◆ Required tasks ◆
a – What coherence time for a qubit does the technology summary give?
b – Condense the technology summary paragraph that begins "Several algorithms such as Variational Quantum Eigensolver" into a bulleted list that keeps its main facts.

◆ Text provided ◆
Published Oct. 28, 2025

Summary
This technology uses superconducting electronics with unary SFQ pulse circuits to create a neural network for ultra-fast quantum state discrimination, significantly reducing latency in hybrid quantum-classical systems.
Applications
- Quantum computing
- Quantum sensors
Benefits
- 10X less latency than state-of-the-art latency quantum state discrimination, enabling real-time quantum-classical feedback and error correction
- Energy-efficient superconducting electronics with extremely low energy dissipation per pulse
Background
Several algorithms such as Variational Quantum Eigensolver (VQE) or Quantum Error Correction (QEC) combine classical and quantum algorithms to leverage the computing capabilities of near-term noisy intermediate scale qubits (NiSQ). The classical part of the algorithm runs on room temperature electronics for pre/post-processing of the input/output of the quantum processing unit (QPU). Although these classical-quantum algorithms are promising for the NiSQ era, one bottleneck is the slow communication channel between the QPU, inside a cryostat, and the classical hardware (CPU, GPU, FPGA) at room temperature. In fact, measuring, transmitting, and processing the qubit output with room temperature electronics takes +1ms, that is 100X more than the coherence time of a qubit (400ns-1us), creating significant latency issues. Solutions are needed to minimize the latency of measuring, transmitting, and processing the qubit output.

Data items

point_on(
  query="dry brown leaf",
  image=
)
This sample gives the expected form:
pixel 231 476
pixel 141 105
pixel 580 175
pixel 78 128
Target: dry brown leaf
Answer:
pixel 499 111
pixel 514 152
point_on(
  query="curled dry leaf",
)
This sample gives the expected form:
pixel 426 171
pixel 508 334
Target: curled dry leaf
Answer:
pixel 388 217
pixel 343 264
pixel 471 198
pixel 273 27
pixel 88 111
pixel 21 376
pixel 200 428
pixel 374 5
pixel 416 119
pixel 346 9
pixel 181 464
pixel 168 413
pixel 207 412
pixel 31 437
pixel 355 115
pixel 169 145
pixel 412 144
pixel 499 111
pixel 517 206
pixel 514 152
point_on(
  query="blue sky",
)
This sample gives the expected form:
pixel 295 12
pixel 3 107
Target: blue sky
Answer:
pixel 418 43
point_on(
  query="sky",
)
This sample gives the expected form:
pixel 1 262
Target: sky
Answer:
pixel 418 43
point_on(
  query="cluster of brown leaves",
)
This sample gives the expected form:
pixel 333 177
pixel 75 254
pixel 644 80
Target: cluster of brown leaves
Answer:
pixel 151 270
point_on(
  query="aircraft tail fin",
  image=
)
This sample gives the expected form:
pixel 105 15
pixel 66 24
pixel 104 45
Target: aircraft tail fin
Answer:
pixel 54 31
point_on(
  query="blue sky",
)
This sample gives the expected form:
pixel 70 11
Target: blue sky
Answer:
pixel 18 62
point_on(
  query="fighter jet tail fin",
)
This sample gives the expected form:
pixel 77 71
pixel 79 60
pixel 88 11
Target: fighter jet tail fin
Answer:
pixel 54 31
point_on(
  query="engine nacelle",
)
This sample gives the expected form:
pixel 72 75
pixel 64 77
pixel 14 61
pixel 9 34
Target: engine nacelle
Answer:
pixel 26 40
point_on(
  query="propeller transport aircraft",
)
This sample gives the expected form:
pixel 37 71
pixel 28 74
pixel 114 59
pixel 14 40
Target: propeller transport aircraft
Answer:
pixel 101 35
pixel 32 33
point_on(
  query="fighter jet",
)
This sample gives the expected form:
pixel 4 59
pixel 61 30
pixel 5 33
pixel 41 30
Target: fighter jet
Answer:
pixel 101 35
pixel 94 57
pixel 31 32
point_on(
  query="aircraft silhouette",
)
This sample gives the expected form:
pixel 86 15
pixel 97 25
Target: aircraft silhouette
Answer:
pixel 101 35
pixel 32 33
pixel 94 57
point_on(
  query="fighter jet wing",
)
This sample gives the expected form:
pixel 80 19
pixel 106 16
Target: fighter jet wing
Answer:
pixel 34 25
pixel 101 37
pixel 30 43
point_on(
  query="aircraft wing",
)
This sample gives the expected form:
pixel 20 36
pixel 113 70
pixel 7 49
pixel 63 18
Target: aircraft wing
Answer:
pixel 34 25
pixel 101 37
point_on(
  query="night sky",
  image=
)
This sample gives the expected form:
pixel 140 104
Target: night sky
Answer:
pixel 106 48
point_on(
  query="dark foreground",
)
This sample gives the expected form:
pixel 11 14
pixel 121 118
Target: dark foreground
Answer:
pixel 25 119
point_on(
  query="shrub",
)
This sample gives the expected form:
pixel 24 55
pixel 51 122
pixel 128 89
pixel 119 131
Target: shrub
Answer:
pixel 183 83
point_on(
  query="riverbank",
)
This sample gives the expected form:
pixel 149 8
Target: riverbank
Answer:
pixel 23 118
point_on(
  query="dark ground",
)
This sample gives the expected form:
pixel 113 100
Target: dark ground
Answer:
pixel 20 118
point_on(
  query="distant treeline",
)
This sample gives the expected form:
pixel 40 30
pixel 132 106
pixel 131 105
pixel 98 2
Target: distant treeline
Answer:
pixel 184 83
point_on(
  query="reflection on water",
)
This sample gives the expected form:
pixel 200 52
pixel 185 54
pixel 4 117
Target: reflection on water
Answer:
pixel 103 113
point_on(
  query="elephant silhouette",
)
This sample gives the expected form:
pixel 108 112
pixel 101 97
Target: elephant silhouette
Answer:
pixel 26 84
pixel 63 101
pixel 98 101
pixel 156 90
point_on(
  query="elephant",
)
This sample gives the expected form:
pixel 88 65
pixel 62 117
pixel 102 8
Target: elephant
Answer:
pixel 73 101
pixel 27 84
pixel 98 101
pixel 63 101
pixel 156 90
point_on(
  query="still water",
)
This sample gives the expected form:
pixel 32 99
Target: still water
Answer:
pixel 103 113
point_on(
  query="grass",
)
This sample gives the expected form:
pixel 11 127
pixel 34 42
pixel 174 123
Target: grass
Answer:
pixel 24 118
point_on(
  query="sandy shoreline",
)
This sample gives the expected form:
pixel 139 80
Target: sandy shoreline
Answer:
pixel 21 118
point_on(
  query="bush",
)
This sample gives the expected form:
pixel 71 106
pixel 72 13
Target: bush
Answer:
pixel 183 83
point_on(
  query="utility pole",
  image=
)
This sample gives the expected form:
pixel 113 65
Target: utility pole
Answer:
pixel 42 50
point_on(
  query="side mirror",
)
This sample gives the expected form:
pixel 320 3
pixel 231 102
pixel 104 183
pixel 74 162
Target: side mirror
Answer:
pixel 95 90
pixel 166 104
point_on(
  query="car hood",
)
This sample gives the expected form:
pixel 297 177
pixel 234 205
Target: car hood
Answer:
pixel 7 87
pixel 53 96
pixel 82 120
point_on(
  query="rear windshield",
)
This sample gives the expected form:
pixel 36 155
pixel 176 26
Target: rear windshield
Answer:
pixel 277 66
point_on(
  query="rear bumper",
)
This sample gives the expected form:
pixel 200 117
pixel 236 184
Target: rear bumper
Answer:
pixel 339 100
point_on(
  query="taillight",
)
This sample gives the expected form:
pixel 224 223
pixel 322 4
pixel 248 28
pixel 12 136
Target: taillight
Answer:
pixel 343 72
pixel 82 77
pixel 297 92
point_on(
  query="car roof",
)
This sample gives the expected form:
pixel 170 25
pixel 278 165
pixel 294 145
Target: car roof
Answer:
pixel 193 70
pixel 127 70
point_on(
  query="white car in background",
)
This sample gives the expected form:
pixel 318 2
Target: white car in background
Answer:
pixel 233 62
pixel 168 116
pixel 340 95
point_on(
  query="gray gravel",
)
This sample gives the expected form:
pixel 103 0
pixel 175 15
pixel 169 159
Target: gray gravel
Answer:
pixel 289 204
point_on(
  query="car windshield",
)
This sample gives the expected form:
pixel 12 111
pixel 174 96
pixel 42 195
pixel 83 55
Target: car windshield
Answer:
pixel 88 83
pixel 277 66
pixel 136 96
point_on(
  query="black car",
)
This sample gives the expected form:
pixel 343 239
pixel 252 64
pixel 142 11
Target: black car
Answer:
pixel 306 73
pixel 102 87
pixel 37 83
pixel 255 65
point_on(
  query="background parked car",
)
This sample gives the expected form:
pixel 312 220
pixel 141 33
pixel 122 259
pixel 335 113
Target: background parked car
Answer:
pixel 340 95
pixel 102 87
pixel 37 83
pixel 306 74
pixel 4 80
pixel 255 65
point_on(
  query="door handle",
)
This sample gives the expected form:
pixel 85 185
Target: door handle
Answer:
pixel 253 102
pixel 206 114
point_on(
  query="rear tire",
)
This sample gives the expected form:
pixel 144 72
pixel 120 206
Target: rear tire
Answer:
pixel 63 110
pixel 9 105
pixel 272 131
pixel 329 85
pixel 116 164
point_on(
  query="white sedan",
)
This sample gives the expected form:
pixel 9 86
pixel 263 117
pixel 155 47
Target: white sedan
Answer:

◆ Answers below ◆
a – 400 ns to 1 µs.

b –
- Algorithms such as VQE and QEC combine classical and quantum computing to use near-term noisy intermediate-scale qubits (NiSQ).
- The classical part runs on room-temperature electronics that pre- and post-process the QPU's input and output.
- A key bottleneck is the slow link between the QPU inside a cryostat and classical hardware (CPU, GPU, FPGA) at room temperature.
- Measuring, transmitting, and processing qubit output this way takes 1 ms or more, 100 times a qubit's coherence time (400 ns to 1 µs).
- Solutions are needed to reduce this latency.